### Activities:
• a. Using the article on Winnebago's second-quarter results, answer these:
(i) What was net income for the quarter ended Feb. 25?
(ii) What adjusted EPS were analysts expecting?
(iii) Which segment's performance helped offset softer consumer demand for RVs?
• b. Resume the article on Winnebago's second-quarter results, beginning right after its final sentence.

Winnebago was expecting its second quarter financials to decline from the pandemic-driven record results that it posted a year ago. Results did decline, but they beat the revenue and earnings expectations of analysts.

Net income for the quarter ended Feb. 25 was $52.8 million, down 42% from the $91.2 million in the year ago quarter. Revenue decreased 26% to $866.7 million. Adjusted earnings per share of $1.88 decreased 40%.

Analysts were expecting adjusted EPS of $1.25 a share on revenue of $793.5 million.

Winnebago has worked on operational efficiency and to diversify its portfolio of products and brands under Happe. He pointed to those efforts — including growth of the company's boat unit — in helping the company manage through the expected decreased demand after the pandemic had created a surge of interest in RV and outdoor lifestyles.

"Winnebago Industries' second quarter results continue to demonstrate the resilience of our diversified portfolio of premium brands," Happe said in a news release. "Another strong quarter of performance in our Marine segment helped to offset a softening in consumer demand for RVs from recent cyclical highs."

(Referring expression data)
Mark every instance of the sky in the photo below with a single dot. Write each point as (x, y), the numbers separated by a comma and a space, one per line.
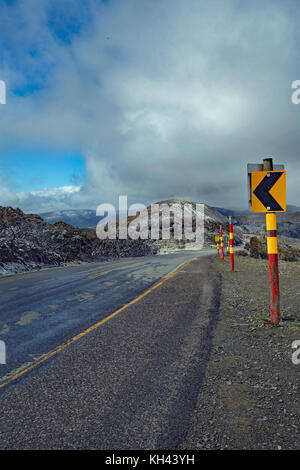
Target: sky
(152, 99)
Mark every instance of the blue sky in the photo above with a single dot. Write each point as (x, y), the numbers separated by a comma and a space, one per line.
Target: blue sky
(151, 100)
(30, 170)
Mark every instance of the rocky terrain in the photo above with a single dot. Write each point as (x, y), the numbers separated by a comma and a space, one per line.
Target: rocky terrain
(28, 242)
(212, 221)
(250, 399)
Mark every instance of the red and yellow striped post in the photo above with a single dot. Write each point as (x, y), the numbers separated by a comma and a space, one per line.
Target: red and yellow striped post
(221, 240)
(273, 267)
(231, 243)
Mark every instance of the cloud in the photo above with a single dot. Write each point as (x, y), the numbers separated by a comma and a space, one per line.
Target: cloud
(163, 99)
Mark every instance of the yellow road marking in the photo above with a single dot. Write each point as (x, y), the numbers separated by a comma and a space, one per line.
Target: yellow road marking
(46, 356)
(94, 276)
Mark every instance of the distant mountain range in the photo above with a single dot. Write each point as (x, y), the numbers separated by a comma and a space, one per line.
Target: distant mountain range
(80, 218)
(86, 218)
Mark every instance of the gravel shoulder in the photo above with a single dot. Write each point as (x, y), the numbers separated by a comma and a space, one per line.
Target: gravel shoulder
(250, 396)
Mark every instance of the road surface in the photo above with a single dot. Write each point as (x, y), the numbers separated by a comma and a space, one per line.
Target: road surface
(130, 383)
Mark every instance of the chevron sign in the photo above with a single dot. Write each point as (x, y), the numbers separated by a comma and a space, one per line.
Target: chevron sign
(268, 191)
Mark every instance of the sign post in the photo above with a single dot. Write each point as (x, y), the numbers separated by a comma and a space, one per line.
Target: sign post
(217, 239)
(268, 194)
(221, 240)
(231, 243)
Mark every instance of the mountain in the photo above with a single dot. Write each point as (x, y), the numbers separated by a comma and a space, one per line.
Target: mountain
(148, 220)
(80, 218)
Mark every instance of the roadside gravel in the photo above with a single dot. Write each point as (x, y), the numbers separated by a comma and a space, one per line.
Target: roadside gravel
(250, 397)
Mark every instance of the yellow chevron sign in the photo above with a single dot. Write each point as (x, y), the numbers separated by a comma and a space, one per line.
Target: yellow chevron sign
(268, 191)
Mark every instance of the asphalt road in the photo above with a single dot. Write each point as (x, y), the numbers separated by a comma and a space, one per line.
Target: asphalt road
(131, 383)
(43, 309)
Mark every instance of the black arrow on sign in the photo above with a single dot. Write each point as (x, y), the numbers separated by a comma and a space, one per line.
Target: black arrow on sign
(262, 192)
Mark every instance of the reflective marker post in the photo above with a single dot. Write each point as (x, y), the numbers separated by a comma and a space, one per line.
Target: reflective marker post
(231, 243)
(273, 267)
(272, 249)
(221, 240)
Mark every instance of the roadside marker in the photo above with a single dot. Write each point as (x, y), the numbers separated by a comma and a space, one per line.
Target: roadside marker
(231, 243)
(221, 239)
(217, 239)
(267, 191)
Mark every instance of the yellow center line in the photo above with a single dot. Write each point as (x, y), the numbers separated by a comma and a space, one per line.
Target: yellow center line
(44, 357)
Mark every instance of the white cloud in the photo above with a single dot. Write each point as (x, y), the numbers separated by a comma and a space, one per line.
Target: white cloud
(166, 99)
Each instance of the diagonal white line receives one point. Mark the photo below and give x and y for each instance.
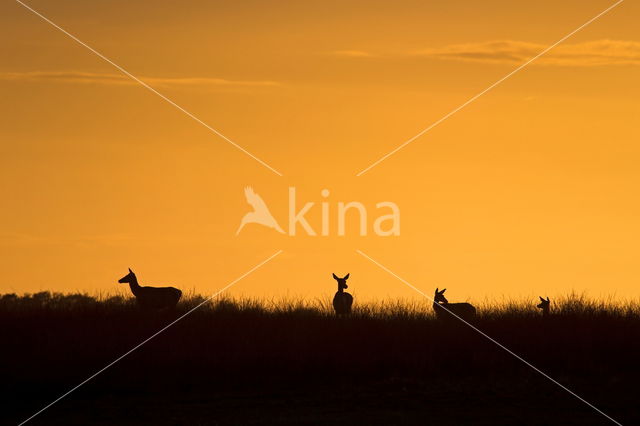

### Outputs by task:
• a.
(i) $52.8 million
(ii) $1.25 a share
(iii) The Marine segment

• b.
The marine segment saw revenue increase 16% to $112.9 million, helped by price increases and led by growth in its Barletta aluminum pontoon boats business.

The motorhome segment held up well with revenue down 3% to $403.8 million. The biggest sales decrease was in the company's towable RV segment, with revenue down 47% to $342.5 million.

Winnebago's second quarter results benefited from price increases in early 2022, but the company said it has slowed its price hikes. Unit sales decreased across the portfolio with the exception of a 9% increase in the number of Class C motorhomes sold.

With the decreased demand consumers shopping for RVs and boats now are starting to see more promotional pricing at the dealer level when there was virtually none during the peak demand periods in 2020 and 2021.

Shares of Winnebago closed Wednesday at $57.27 a share, down 1.7%.